## Your task
Print the lines below exactly as written, with none missing.

:: Given data ::

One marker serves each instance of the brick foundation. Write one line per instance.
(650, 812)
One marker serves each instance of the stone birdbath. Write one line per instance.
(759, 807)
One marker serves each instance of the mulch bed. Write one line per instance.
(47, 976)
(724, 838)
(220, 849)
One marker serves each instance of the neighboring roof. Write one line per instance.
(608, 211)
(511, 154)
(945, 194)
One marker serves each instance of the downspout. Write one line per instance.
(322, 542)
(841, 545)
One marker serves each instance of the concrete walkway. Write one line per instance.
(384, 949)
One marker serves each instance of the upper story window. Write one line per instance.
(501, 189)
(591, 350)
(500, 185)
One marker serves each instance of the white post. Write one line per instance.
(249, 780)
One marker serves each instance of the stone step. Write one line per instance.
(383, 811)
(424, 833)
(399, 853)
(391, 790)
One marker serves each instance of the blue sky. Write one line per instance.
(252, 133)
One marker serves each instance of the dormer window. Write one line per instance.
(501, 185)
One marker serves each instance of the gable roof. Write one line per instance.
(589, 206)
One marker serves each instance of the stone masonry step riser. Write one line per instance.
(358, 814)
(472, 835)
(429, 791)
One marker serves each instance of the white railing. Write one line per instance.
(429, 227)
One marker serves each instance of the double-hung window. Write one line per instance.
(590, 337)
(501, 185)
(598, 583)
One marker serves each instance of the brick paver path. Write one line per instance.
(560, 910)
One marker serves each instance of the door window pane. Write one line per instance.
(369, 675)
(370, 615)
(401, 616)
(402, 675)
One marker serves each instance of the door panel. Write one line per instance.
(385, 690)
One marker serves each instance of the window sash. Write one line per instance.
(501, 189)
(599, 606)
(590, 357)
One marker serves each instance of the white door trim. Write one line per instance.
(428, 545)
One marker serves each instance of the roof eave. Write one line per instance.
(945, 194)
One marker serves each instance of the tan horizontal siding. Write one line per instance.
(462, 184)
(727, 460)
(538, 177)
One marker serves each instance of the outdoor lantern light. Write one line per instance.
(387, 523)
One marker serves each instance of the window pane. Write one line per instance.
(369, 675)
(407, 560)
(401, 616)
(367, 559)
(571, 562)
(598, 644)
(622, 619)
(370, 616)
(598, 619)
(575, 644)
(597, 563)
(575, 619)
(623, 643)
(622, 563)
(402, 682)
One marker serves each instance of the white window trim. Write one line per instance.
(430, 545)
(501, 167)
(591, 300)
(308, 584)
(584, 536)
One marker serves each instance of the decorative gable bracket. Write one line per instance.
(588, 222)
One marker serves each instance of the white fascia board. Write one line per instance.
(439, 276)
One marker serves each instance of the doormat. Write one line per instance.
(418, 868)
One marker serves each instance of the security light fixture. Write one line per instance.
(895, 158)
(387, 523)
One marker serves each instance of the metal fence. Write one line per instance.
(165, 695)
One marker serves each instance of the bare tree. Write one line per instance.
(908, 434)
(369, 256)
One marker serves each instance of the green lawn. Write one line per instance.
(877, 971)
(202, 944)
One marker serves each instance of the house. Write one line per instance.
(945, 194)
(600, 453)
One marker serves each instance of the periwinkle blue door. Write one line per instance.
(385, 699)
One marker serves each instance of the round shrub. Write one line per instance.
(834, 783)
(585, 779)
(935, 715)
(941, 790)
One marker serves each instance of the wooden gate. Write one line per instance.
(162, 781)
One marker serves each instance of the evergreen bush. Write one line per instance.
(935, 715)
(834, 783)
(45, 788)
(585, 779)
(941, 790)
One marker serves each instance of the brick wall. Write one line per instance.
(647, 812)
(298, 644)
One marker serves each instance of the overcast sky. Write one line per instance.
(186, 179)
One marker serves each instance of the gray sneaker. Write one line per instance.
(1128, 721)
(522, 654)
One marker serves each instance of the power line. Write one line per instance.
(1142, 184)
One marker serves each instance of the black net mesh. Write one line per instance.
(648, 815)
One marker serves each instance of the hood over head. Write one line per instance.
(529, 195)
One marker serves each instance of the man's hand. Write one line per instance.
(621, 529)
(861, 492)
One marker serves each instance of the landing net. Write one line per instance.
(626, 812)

:::

## Written response
One marker serves each instance of the brick foundation. Write one line per instance.
(650, 812)
One marker serves each instance of the stone birdbath. Write one line per instance.
(759, 807)
One marker serves each instance of the mulch bed. Write one line per instance.
(47, 976)
(724, 838)
(220, 849)
One marker serves each instance of the neighboring roof. Write one line per instance.
(608, 211)
(511, 154)
(945, 194)
One marker serves each instance of the downspout. Write one line per instance.
(322, 542)
(841, 545)
One marker serves each instance of the concrete walkway. Write one line per instance.
(384, 949)
One marker serves each instance of the upper story window. Write one line per instance.
(501, 189)
(591, 350)
(500, 185)
One marker serves each instance of the white post. Write one line per instance.
(249, 780)
One marker serves each instance of the stone step. Write one line per instance.
(383, 811)
(424, 833)
(399, 853)
(391, 790)
One marker serves each instance of the blue sky. Write one line per instance.
(252, 133)
One marker serves each instance of the dormer window. Write one line per instance.
(501, 185)
One marker serves each instance of the gable roof. Write one line per instance.
(589, 206)
One marker serves each instance of the stone masonry step riser. Write one line per instance.
(358, 814)
(472, 835)
(429, 791)
One marker serves each instance of the white railing. Write one line per instance.
(429, 227)
One marker serves each instance of the double-hung window. Write one line per instance.
(590, 337)
(501, 185)
(598, 583)
One marker serves each instance of the brick paver path. Write one line per instance.
(560, 910)
One marker serves each instance of the door window pane. Write one line per instance.
(369, 675)
(370, 615)
(401, 616)
(402, 675)
One marker serves each instance of the door panel. Write one line per instance.
(385, 690)
One marker serves each instance of the window sash. Write one line per instance.
(501, 189)
(599, 606)
(590, 357)
One marker serves each instance of the white door trim. Write one line per instance.
(428, 545)
One marker serves each instance of the roof eave. Write one line per instance.
(945, 194)
One marker serves each instance of the tan horizontal siding. Write one line per instance.
(462, 184)
(727, 460)
(538, 177)
One marker serves each instance of the outdoor lantern light. Write one line per instance.
(387, 523)
One marker serves each instance of the window pane. Write one line per instance.
(369, 675)
(407, 560)
(401, 616)
(367, 559)
(571, 562)
(598, 644)
(622, 619)
(370, 616)
(598, 619)
(575, 644)
(597, 563)
(575, 619)
(623, 643)
(622, 563)
(402, 682)
One marker serves each instance of the white window trim. Write one line per instance.
(430, 545)
(501, 167)
(591, 300)
(308, 584)
(584, 536)
One marker serves each instance of the decorative gable bracket. Write one line per instance.
(588, 222)
One marker serves each instance of the white fascia board. Write one line per instance.
(439, 276)
One marker serves each instance of the doormat. Write one line per instance.
(418, 868)
One marker serves each instance of the security light fixture. Write one line per instance.
(895, 158)
(387, 523)
One marker serves each instance of the metal fence. Write one line per instance.
(165, 695)
One marker serves each instance of the bare tree. Write one line per instance.
(908, 434)
(369, 256)
One marker serves each instance of the green lawn. Write one line per instance.
(877, 971)
(202, 944)
One marker serves each instance of the house. Write one line per instance.
(945, 194)
(600, 453)
One marker serves each instance of the periwinkle blue door. Write one line per instance.
(385, 699)
One marker serves each instance of the round shrub. Write one line per instance.
(834, 783)
(585, 779)
(935, 715)
(941, 790)
One marker serves each instance of the wooden gate. Write one line per instance.
(162, 781)
One marker serves each instance of the evergreen bush. Write one line per instance.
(935, 715)
(834, 783)
(45, 788)
(585, 779)
(941, 790)
One marker serves each instance of the brick wall. Write one line per instance.
(647, 812)
(298, 644)
One marker serves each instance of the overcast sky. Write one line per instance.
(186, 179)
One marker serves each instance of the gray sneaker. Write one line per instance.
(1128, 721)
(522, 654)
One marker serves each instance of the power line. Write one line per instance.
(1142, 184)
One marker serves each instance of the black net mesh. Write one line per instance.
(648, 815)
One marker serves each instance of the hood over head. Write one line per instance.
(529, 195)
One marker serves each instance of the man's hand. Write one line per instance.
(621, 529)
(861, 492)
One marker serves each instance of the landing net. Write one line per instance.
(626, 812)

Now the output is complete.